» Working data:
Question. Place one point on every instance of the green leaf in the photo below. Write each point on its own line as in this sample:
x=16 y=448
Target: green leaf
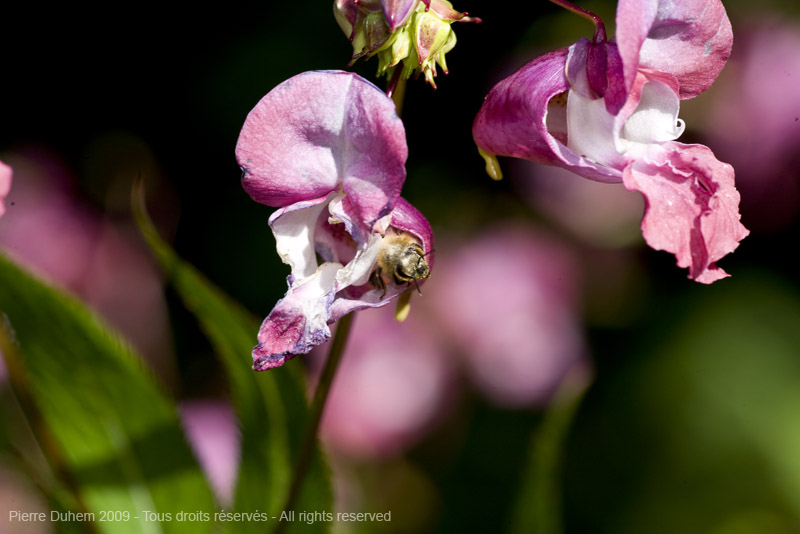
x=109 y=432
x=271 y=406
x=538 y=504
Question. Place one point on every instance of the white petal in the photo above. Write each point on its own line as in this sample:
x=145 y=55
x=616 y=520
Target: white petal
x=293 y=228
x=590 y=130
x=655 y=119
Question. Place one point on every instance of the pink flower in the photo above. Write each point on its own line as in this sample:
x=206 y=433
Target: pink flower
x=608 y=111
x=328 y=149
x=212 y=432
x=762 y=85
x=396 y=383
x=5 y=185
x=54 y=233
x=520 y=335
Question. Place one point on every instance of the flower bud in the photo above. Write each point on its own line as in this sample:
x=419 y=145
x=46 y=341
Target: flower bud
x=414 y=35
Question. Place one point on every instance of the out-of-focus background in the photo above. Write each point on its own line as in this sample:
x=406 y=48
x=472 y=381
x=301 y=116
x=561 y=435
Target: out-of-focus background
x=543 y=293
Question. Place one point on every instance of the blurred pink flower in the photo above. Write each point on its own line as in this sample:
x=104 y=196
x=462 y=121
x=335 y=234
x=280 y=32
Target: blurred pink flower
x=329 y=150
x=507 y=300
x=754 y=120
x=53 y=233
x=5 y=185
x=212 y=431
x=593 y=211
x=395 y=383
x=608 y=111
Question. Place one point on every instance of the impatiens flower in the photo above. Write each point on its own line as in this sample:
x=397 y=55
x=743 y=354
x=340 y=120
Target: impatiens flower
x=762 y=85
x=213 y=434
x=328 y=149
x=414 y=32
x=608 y=111
x=395 y=385
x=5 y=185
x=519 y=336
x=86 y=253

» What the task asks: Reproduce the entries above word for word, starting with the line that contains "Question. Place one point on every instance of the pink" and going on through the final line of the entries.

» Written response:
Question. Place one point on every instance of the pink flower in the photo above. Write each point on its own line as in this sample:
x=206 y=433
Target: pink flower
x=608 y=111
x=328 y=149
x=212 y=432
x=762 y=85
x=396 y=383
x=5 y=185
x=54 y=233
x=520 y=335
Question. Place one point on every instance of the flower bud in the photo above. Write each point on its own line as in this sample:
x=419 y=145
x=46 y=341
Target: flower bud
x=414 y=35
Question. Place one point on every instance of the out-of-focus background in the photo above. Write each point on its own line as in this sample:
x=406 y=48
x=472 y=381
x=301 y=116
x=561 y=435
Target: out-of-focus background
x=543 y=293
Question. Place one point on every instance of the blurred pink flower in the photo above. Write each point on its own line as in this sample:
x=104 y=196
x=462 y=121
x=335 y=234
x=280 y=32
Target: blurred pink flower
x=329 y=150
x=507 y=300
x=754 y=120
x=53 y=233
x=5 y=185
x=212 y=431
x=593 y=211
x=395 y=383
x=608 y=111
Question. Place one point on every instance of the impatiens flower in the photo above. Write each point on its own line as in this sample:
x=397 y=55
x=743 y=354
x=340 y=120
Target: impatiens flower
x=762 y=85
x=213 y=434
x=328 y=149
x=414 y=32
x=608 y=111
x=395 y=385
x=5 y=185
x=519 y=336
x=86 y=253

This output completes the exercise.